--- What is needed ---
When the word "blue" shows up in a line of the data below, copy that whole line.

Data extracts Block Start

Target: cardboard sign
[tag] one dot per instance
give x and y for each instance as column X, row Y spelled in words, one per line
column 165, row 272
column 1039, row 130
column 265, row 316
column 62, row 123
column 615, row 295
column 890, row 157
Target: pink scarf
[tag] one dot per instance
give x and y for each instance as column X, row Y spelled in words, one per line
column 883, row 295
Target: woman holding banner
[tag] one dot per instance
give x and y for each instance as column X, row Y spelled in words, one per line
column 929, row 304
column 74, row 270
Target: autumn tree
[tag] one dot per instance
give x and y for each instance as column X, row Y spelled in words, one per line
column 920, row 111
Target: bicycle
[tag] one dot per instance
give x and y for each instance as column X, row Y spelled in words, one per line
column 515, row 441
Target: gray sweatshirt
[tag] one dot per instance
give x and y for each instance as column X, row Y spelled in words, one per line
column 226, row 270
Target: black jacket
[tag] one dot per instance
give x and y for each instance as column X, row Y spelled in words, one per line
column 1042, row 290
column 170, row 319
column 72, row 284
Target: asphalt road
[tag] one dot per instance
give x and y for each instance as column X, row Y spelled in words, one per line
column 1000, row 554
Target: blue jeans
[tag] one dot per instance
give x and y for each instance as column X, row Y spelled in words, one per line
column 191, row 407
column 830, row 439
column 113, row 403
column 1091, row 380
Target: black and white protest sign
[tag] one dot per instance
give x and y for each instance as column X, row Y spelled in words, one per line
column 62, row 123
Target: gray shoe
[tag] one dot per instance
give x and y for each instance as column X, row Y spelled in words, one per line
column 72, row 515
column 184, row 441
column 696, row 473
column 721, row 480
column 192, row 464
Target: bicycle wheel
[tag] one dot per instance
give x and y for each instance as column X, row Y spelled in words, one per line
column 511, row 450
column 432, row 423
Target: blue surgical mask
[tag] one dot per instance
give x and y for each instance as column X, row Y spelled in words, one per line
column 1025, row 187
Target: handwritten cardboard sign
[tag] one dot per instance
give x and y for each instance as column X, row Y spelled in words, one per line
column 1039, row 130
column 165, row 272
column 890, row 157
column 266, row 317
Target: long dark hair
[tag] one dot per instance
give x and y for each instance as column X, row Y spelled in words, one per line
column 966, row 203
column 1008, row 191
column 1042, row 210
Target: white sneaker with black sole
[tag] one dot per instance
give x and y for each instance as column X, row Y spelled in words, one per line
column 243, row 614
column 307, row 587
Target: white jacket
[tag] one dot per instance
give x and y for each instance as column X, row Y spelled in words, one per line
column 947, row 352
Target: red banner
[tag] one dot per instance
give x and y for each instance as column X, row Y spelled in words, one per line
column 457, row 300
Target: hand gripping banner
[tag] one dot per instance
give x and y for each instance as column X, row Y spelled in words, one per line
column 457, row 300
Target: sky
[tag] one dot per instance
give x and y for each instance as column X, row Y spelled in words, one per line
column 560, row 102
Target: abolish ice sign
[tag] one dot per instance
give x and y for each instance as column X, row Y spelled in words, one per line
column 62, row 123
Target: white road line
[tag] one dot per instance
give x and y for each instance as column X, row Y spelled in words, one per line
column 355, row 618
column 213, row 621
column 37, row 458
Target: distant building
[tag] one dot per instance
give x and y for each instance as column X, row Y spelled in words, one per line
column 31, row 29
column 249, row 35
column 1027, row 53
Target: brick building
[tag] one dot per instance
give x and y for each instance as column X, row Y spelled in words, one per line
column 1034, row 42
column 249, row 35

Data extracts Block End

--- Answer to the problem ---
Target: blue jeans
Target: blue surgical mask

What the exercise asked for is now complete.